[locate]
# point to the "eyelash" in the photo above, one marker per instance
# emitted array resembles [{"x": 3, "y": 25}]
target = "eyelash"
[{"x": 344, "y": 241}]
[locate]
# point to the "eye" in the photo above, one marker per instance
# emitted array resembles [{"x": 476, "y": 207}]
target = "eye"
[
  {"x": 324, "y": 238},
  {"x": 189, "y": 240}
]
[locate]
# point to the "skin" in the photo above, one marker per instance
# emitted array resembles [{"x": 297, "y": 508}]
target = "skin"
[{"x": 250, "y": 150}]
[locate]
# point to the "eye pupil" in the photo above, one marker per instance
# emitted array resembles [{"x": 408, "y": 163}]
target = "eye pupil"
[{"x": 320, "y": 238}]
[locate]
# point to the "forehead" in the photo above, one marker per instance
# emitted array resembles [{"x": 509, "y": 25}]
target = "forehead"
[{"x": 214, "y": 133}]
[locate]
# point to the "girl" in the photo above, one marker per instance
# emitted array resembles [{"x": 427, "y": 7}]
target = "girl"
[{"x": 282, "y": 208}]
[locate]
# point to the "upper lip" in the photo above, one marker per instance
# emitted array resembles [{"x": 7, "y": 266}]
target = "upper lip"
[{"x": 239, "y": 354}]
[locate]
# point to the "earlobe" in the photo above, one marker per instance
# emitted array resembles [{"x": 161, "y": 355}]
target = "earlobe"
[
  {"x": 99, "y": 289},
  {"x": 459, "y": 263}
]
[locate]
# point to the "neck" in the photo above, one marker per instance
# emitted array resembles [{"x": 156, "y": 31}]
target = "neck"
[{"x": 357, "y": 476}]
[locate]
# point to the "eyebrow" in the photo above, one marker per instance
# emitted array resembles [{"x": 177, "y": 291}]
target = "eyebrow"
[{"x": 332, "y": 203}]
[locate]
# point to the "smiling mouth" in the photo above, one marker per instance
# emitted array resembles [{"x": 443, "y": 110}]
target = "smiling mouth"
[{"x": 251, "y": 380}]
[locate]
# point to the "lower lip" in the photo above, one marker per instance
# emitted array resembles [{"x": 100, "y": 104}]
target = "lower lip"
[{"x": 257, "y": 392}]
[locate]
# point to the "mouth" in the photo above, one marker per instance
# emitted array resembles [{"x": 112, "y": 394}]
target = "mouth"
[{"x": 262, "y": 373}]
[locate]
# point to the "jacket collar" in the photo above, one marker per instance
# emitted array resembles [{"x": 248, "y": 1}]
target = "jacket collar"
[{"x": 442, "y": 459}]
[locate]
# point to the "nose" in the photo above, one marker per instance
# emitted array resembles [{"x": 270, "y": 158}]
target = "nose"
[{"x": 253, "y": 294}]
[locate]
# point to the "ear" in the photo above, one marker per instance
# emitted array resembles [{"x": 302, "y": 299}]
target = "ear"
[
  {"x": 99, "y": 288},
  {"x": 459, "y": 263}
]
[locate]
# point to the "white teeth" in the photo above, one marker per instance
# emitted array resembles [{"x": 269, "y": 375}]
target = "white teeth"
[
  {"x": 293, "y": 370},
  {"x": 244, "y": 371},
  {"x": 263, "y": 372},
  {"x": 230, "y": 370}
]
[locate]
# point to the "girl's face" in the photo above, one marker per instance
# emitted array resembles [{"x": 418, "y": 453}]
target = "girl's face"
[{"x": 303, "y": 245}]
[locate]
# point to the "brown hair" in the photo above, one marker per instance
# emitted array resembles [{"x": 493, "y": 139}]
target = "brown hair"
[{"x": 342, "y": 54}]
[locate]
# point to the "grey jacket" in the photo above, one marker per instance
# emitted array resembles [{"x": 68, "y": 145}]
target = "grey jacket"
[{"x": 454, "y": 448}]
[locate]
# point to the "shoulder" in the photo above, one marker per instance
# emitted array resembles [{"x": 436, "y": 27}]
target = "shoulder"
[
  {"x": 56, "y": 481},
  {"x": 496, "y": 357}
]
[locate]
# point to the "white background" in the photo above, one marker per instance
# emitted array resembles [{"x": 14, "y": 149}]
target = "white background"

#####

Problem description: Transcribe every entry word for word.

Full output:
[locate]
# point to the "eyelash" in the photo above, one marker per instance
# emitted array resembles [{"x": 3, "y": 25}]
target = "eyelash"
[{"x": 344, "y": 241}]
[locate]
# point to the "eye" in the photo above, one marker per instance
# emitted array resembles [{"x": 476, "y": 207}]
target = "eye"
[
  {"x": 324, "y": 238},
  {"x": 189, "y": 240}
]
[locate]
# point to the "skin" in the photo above, one marker per instance
# emitted array resembles [{"x": 297, "y": 508}]
target = "skin"
[{"x": 250, "y": 150}]
[locate]
# point to the "eye pupil" in the photo above, one marker per instance
# emitted array resembles [{"x": 408, "y": 163}]
target = "eye pupil"
[{"x": 320, "y": 238}]
[locate]
# point to the "forehead" in the photo above, one marker per instance
# emitted array resembles [{"x": 509, "y": 25}]
target = "forehead"
[{"x": 214, "y": 133}]
[locate]
# point to the "girl" in the photo above, one marker per instance
# emitted array resembles [{"x": 427, "y": 7}]
target = "girl"
[{"x": 282, "y": 208}]
[locate]
# point to the "upper lip" in the photo above, one marker per instance
# emitted array resembles [{"x": 7, "y": 266}]
target = "upper lip"
[{"x": 239, "y": 354}]
[locate]
# point to the "earlobe" in the photo above, one marker per instance
# emitted array resembles [{"x": 161, "y": 355}]
target = "earlobe"
[
  {"x": 99, "y": 289},
  {"x": 459, "y": 263}
]
[locate]
# point to the "neck" in the photo above, one marker per instance
# emitted array resembles [{"x": 156, "y": 31}]
target = "neck"
[{"x": 357, "y": 476}]
[locate]
# point to the "eyebrow" in the photo above, one marker per instance
# emitted array resembles [{"x": 177, "y": 291}]
target = "eyebrow"
[{"x": 332, "y": 203}]
[locate]
# point to the "smiling mouth" in the photo above, one marker per instance
# emitted array resembles [{"x": 443, "y": 110}]
target = "smiling mouth"
[{"x": 251, "y": 380}]
[locate]
# point to the "lower lip" in the photo above, one marker per instance
# emitted array resembles [{"x": 100, "y": 104}]
target = "lower lip"
[{"x": 257, "y": 392}]
[locate]
# point to the "mouth" in the photo above, one marker per instance
# emitted array resembles [{"x": 112, "y": 394}]
target = "mouth"
[{"x": 262, "y": 373}]
[locate]
# point to the "jacket collar" in the photo above, one marker per instance
# emitted array resembles [{"x": 248, "y": 1}]
target = "jacket collar"
[{"x": 442, "y": 459}]
[locate]
# point to the "nose" in the photo above, one marker per instance
# emitted array resembles [{"x": 270, "y": 158}]
target = "nose"
[{"x": 253, "y": 294}]
[locate]
# point to the "ear" in the photo above, one marker per instance
# emitted array resembles [{"x": 302, "y": 299}]
target = "ear"
[
  {"x": 99, "y": 288},
  {"x": 459, "y": 263}
]
[locate]
# point to the "white teeth" in the photo above, one marker per instance
# emitted array resembles [{"x": 269, "y": 375}]
target = "white teeth"
[
  {"x": 293, "y": 370},
  {"x": 244, "y": 371},
  {"x": 263, "y": 372},
  {"x": 230, "y": 370}
]
[locate]
# point to the "girl's face" in the photo above, one marker per instance
# emitted array resembles [{"x": 418, "y": 453}]
target = "girl's face"
[{"x": 303, "y": 245}]
[locate]
# point to the "brown hair" in the photo above, one marker per instance
# emitted array resembles [{"x": 493, "y": 139}]
target = "brown hair"
[{"x": 342, "y": 54}]
[locate]
# point to the "grey jacket" in the photo above, one marker per instance
# emitted array resembles [{"x": 68, "y": 145}]
target = "grey jacket"
[{"x": 454, "y": 448}]
[locate]
# point to the "shoulder" in the photo above, one marker per instance
# emitted array resembles [{"x": 436, "y": 27}]
target = "shoulder"
[
  {"x": 56, "y": 481},
  {"x": 496, "y": 357}
]
[locate]
# point to the "white background" in the photo above, one marker per instance
# emitted array resembles [{"x": 14, "y": 149}]
target = "white background"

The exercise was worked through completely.